[Your goal] Rescale the stretch from the start of the rows through the line containing "[[999, 296]]". Copy every line in full, but multiply each answer coordinate by 1.65 and round it to a whole number, rounding halves up, and leave out the pictures.

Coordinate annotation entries
"""

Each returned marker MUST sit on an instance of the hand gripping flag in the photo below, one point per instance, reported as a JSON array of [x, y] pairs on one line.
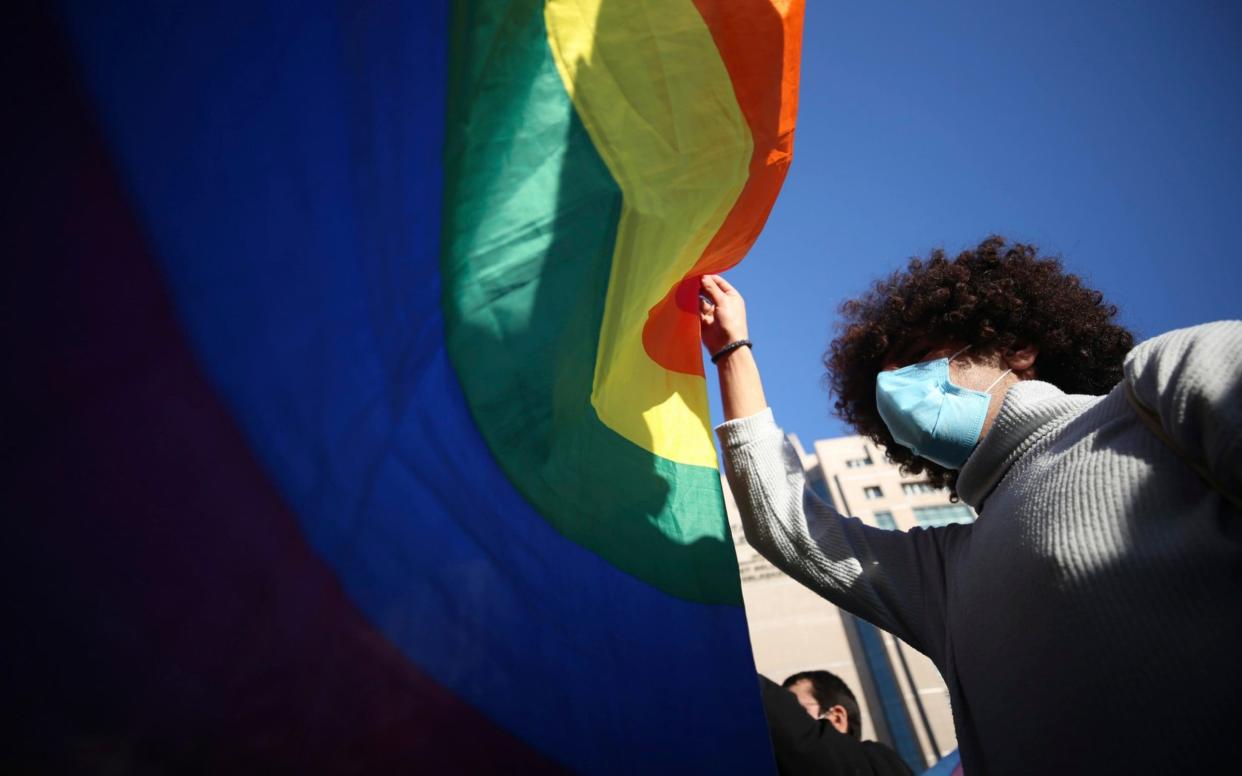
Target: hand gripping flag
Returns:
[[358, 415]]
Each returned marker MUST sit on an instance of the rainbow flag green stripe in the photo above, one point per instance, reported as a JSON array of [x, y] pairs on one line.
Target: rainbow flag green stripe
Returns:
[[574, 205]]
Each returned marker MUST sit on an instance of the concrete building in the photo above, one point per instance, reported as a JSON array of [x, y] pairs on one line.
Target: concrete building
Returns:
[[904, 700]]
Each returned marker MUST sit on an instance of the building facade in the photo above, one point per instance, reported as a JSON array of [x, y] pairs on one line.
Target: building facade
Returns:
[[904, 702]]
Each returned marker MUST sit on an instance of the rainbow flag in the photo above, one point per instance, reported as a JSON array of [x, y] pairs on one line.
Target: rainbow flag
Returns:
[[362, 415]]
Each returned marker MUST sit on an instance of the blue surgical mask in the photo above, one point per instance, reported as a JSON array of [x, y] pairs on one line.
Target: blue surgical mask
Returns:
[[928, 414]]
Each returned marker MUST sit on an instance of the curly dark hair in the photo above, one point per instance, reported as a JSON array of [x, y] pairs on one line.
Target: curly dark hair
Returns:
[[999, 296]]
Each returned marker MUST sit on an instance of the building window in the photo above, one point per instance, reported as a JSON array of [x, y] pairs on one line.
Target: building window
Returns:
[[817, 484], [884, 519], [944, 514]]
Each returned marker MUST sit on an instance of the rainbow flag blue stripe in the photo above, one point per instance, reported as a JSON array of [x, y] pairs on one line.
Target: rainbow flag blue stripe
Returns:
[[327, 461]]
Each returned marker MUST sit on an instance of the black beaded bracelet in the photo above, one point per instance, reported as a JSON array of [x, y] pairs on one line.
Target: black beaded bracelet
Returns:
[[730, 348]]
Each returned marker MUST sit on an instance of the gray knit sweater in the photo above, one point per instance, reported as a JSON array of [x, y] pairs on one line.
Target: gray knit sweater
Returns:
[[1091, 620]]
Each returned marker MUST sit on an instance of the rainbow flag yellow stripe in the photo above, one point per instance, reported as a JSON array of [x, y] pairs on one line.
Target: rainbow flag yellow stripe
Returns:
[[646, 150]]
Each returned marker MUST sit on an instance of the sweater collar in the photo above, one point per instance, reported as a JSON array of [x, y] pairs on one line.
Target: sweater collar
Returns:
[[1028, 411]]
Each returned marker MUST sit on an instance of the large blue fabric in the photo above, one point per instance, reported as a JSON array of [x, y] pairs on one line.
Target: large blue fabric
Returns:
[[285, 163]]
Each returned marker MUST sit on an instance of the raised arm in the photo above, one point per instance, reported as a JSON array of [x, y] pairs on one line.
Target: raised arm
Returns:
[[1191, 379], [894, 580]]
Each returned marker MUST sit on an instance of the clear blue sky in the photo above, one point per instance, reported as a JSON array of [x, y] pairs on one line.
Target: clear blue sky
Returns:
[[1108, 133]]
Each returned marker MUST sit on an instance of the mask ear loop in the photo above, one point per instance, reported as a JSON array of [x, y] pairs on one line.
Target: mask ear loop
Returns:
[[997, 380], [989, 390]]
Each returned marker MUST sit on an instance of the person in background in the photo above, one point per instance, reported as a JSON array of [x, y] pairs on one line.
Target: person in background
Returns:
[[816, 729], [1089, 620]]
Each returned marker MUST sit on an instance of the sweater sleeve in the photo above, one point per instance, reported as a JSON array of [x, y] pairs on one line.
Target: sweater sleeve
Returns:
[[892, 579], [1192, 380]]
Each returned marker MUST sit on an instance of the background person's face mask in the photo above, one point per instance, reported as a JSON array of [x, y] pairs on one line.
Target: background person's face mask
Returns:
[[928, 414]]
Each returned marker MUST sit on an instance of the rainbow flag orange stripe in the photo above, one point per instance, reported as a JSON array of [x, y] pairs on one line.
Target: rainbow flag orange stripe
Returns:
[[358, 383], [647, 152]]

"""

[Problem solution]
Each returned marker MUST sit on an instance of the hand gripping flag in the photo below, one point per instance, reported as a JSON array of [x, y] pairs on one line.
Target: hand gripping flag
Returns:
[[591, 685]]
Each returned marker MUST sit on an instance of the rainbow flag green stripe in the photo above, one point per instance, reported as a JSON array of [x, y] pairs on one line.
Target: rainbow flag green stripe
Returns:
[[947, 338]]
Each returned marker MUST sit on an instance of the concrete building in the photo above, one point per instance, reported as a JSON array of [x, y] pairs on one line.
Target: concrete building
Returns:
[[1492, 1155]]
Each returned marker MUST sit on an instance of the building facade in the photo above, one point per instance, reported as a JSON array of [x, y] pairs on one line.
Target: building facade
Returns:
[[1492, 1158]]
Each returned marker MUST sit on an instance of the rainbow flag in the photo above, one point per instance, reported as a JSON array of [x, y] pairs on one line.
Target: rainbow flag
Returns:
[[597, 685]]
Each returned marker MUST sit on an instance of the blue surgical mask in the photo above, one point per instance, reported as a JSON array of [x, y] pairs on one line.
Target: blue surgical mask
Returns:
[[1531, 683]]
Each returned marker MUST sit on an instance of the curly dark hair in the photo above, one point per instance, reported as a JSON array of [x, y] pairs on one line.
Target: curly dark hair
Returns:
[[1648, 488]]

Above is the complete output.